#### [EXERCISE]
Copy out every record below with complete accuracy.

#### [MATERIAL PROVIDED]
#####

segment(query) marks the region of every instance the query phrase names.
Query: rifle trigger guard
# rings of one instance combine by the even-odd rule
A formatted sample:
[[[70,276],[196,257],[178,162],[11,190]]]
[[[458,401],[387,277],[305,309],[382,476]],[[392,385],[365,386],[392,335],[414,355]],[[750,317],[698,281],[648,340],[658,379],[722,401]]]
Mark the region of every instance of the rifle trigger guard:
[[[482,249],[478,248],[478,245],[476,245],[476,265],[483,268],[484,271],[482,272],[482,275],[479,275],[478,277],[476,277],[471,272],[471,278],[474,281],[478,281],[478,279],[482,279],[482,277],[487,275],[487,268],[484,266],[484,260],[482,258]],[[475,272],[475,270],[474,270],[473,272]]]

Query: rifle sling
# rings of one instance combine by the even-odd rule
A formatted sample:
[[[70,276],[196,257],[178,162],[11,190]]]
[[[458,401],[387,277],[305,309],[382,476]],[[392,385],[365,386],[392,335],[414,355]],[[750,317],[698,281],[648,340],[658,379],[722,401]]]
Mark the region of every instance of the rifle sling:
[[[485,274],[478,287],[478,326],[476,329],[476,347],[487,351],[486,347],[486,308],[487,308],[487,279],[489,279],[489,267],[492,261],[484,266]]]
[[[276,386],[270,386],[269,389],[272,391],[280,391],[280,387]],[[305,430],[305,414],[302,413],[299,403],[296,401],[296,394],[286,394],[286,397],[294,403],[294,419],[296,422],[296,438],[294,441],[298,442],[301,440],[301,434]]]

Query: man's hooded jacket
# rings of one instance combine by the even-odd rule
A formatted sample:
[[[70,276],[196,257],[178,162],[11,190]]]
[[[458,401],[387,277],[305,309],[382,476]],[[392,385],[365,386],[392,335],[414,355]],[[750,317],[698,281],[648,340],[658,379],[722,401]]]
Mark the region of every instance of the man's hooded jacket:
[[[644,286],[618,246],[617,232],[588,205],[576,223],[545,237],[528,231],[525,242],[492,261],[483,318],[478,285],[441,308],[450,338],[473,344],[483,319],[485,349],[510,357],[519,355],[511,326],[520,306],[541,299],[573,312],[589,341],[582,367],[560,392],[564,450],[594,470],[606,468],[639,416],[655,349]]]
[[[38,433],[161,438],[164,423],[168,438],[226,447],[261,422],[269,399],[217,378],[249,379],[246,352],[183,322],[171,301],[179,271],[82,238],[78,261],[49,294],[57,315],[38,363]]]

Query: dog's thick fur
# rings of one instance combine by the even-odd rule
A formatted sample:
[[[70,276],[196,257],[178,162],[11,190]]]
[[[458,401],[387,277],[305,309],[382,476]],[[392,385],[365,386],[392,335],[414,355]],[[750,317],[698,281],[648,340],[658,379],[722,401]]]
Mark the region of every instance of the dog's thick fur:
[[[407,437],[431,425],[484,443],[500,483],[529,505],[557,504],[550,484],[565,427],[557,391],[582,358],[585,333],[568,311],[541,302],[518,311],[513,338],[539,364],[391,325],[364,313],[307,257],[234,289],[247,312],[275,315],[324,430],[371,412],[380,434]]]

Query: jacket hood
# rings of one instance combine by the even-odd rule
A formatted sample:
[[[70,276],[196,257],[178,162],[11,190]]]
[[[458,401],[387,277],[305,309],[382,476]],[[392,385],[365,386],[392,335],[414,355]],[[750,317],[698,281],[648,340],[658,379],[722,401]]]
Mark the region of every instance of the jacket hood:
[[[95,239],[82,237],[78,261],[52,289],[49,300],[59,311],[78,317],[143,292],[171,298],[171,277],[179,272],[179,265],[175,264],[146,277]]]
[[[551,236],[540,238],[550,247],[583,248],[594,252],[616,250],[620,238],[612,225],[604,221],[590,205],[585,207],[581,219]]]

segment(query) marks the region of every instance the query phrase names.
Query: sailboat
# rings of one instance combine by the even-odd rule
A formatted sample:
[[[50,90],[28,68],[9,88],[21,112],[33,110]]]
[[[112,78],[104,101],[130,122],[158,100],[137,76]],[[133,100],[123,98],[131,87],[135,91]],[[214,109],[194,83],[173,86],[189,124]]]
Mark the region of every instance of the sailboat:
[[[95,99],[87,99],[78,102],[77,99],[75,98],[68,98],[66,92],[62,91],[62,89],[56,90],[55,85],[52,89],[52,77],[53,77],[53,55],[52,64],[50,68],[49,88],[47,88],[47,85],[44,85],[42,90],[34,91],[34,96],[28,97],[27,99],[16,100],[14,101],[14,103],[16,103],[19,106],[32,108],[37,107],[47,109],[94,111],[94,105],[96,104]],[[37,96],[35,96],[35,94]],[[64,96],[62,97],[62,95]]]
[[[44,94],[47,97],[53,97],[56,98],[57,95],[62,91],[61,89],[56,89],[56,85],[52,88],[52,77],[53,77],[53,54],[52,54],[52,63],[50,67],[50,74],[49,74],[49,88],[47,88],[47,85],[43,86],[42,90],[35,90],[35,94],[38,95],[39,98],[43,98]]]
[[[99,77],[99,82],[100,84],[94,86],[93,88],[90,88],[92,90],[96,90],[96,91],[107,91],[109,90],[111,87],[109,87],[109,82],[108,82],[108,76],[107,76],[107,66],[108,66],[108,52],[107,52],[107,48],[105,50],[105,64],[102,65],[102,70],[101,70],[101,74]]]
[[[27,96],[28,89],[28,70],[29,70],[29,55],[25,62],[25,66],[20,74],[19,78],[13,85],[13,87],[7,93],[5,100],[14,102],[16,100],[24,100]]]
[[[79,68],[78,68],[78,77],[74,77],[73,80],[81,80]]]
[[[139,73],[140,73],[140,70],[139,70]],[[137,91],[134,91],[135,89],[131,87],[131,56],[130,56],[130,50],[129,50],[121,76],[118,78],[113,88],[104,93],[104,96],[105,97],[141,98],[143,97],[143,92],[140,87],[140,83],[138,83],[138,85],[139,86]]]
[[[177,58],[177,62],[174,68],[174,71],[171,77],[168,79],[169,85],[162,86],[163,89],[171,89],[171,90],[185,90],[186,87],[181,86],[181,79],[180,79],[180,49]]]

#####

#### [CORRECT RESULT]
segment(query) marks the region of every instance the query phrase names.
Query: rifle trigger guard
# rings of one instance combine by the even-odd rule
A formatted sample:
[[[70,276],[196,257],[178,162],[11,190]]]
[[[458,401],[387,277],[305,309],[382,476]],[[392,385],[365,386],[392,335],[414,355]],[[750,317],[698,281],[648,340],[658,379],[722,401]]]
Mark the region of every instance of the rifle trigger guard:
[[[482,249],[478,248],[478,245],[476,245],[476,265],[483,268],[484,271],[482,272],[482,275],[479,275],[478,277],[476,277],[471,272],[471,278],[474,281],[478,281],[478,279],[482,279],[482,277],[487,275],[487,268],[484,266],[484,260],[482,258]],[[475,272],[475,270],[474,270],[473,272]]]

Query: rifle sling
# rings of one instance combine by the even-odd rule
A formatted sample:
[[[70,276],[196,257],[178,162],[11,190]]]
[[[458,401],[387,277],[305,309],[382,476]],[[392,385],[365,386],[392,335],[414,355]],[[750,317],[698,281],[648,340],[658,379],[722,401]]]
Mark the region of every instance of the rifle sling:
[[[485,274],[478,287],[478,326],[476,329],[476,347],[487,351],[486,347],[486,308],[487,308],[487,279],[489,279],[489,267],[492,261],[484,266]]]
[[[276,386],[270,386],[269,389],[272,391],[280,391],[280,387]],[[305,430],[305,414],[302,413],[299,403],[296,401],[296,394],[286,394],[286,397],[294,403],[294,419],[296,422],[296,438],[294,441],[298,442],[301,440],[301,434]]]

Query: man's hooded jacket
# rings of one instance combine by the even-odd rule
A formatted sample:
[[[70,276],[196,257],[178,162],[11,190]]]
[[[458,401],[387,277],[305,309],[382,476]],[[392,385],[365,386],[392,335],[414,355]],[[750,317],[698,281],[648,340],[658,379],[722,401]]]
Mark the region of every instance of the man's hooded jacket:
[[[644,286],[618,246],[617,232],[588,205],[576,223],[545,237],[528,231],[525,242],[492,261],[483,318],[478,285],[441,308],[450,338],[473,344],[483,319],[485,349],[510,357],[519,355],[511,326],[520,306],[541,299],[573,312],[589,341],[582,367],[560,392],[564,450],[594,470],[606,468],[639,416],[655,349]]]
[[[38,433],[161,438],[164,423],[168,438],[226,447],[261,422],[269,399],[217,378],[249,379],[246,352],[183,322],[171,301],[179,271],[82,238],[78,261],[49,294],[57,315],[38,363]]]

Query: dog's thick fur
# rings of one instance combine by the even-odd rule
A formatted sample:
[[[70,276],[196,257],[178,162],[11,190]]]
[[[458,401],[387,277],[305,309],[382,476]],[[392,385],[365,386],[392,335],[414,355]],[[750,317],[698,281],[648,340],[658,379],[722,401]]]
Mark the region of every instance of the dog's thick fur:
[[[407,437],[431,425],[484,443],[500,483],[529,505],[557,504],[550,484],[565,427],[557,391],[582,358],[585,333],[568,311],[541,302],[518,311],[513,338],[539,364],[391,325],[364,313],[307,257],[234,289],[247,312],[275,315],[324,430],[371,412],[380,434]]]

Query: jacket hood
# rings of one instance combine by the even-odd rule
A formatted sample:
[[[70,276],[196,257],[178,162],[11,190]]]
[[[458,401],[387,277],[305,309],[382,476]],[[392,385],[365,386],[392,335],[414,355]],[[750,317],[698,281],[648,340],[658,379],[722,401]]]
Mark the region of every instance of the jacket hood:
[[[95,239],[82,237],[78,261],[52,289],[49,300],[59,311],[78,317],[143,292],[171,298],[171,277],[179,272],[179,265],[175,264],[146,277]]]
[[[551,236],[540,238],[550,247],[583,248],[594,252],[616,250],[620,238],[612,225],[604,221],[590,205],[585,207],[581,219]]]

segment(query) marks the region of every instance the query phrase names.
Query: sailboat
# rings of one instance combine by the even-odd rule
A formatted sample:
[[[50,90],[28,68],[9,88],[21,112],[33,110]]]
[[[112,78],[104,101],[130,122],[158,100],[137,76]],[[133,100],[123,98],[131,87],[135,91]],[[214,109],[194,83],[173,86],[189,124]]]
Mark the region of every instance of the sailboat:
[[[95,99],[87,99],[78,102],[77,99],[75,98],[68,98],[66,92],[62,91],[62,89],[56,90],[55,85],[52,89],[52,77],[53,77],[53,55],[52,64],[50,68],[49,88],[47,88],[47,85],[44,85],[42,90],[34,91],[34,96],[28,97],[27,99],[16,100],[14,101],[14,103],[16,103],[19,106],[32,108],[37,107],[47,109],[94,111],[94,105],[96,104]],[[37,96],[35,96],[35,94]],[[64,96],[62,97],[62,95]]]
[[[44,94],[47,97],[53,97],[56,98],[57,95],[62,91],[61,89],[56,89],[56,85],[52,88],[52,77],[53,77],[53,54],[52,54],[52,63],[50,67],[50,74],[49,74],[49,88],[47,88],[47,85],[43,86],[42,90],[35,90],[35,94],[38,95],[39,98],[43,98]]]
[[[99,77],[99,82],[100,84],[94,86],[93,88],[90,88],[92,90],[96,90],[96,91],[107,91],[109,90],[111,87],[109,87],[109,82],[108,82],[108,76],[107,76],[107,66],[108,66],[108,52],[107,52],[107,48],[105,50],[105,64],[102,65],[102,70],[101,70],[101,74]]]
[[[27,96],[28,89],[28,70],[29,70],[29,55],[25,62],[25,66],[20,74],[19,78],[13,85],[13,87],[7,93],[5,100],[14,102],[16,100],[24,100]]]
[[[79,68],[78,68],[78,77],[74,77],[73,80],[81,80]]]
[[[139,73],[140,73],[140,70],[139,70]],[[137,91],[134,91],[135,89],[131,87],[131,56],[130,56],[130,50],[129,50],[121,76],[118,78],[113,88],[104,93],[104,96],[105,97],[141,98],[143,97],[143,92],[140,87],[140,83],[138,83],[138,85],[139,86]]]
[[[177,58],[177,62],[174,68],[174,71],[171,77],[168,79],[169,85],[162,86],[163,89],[171,89],[171,90],[185,90],[186,87],[181,86],[181,79],[180,79],[180,49]]]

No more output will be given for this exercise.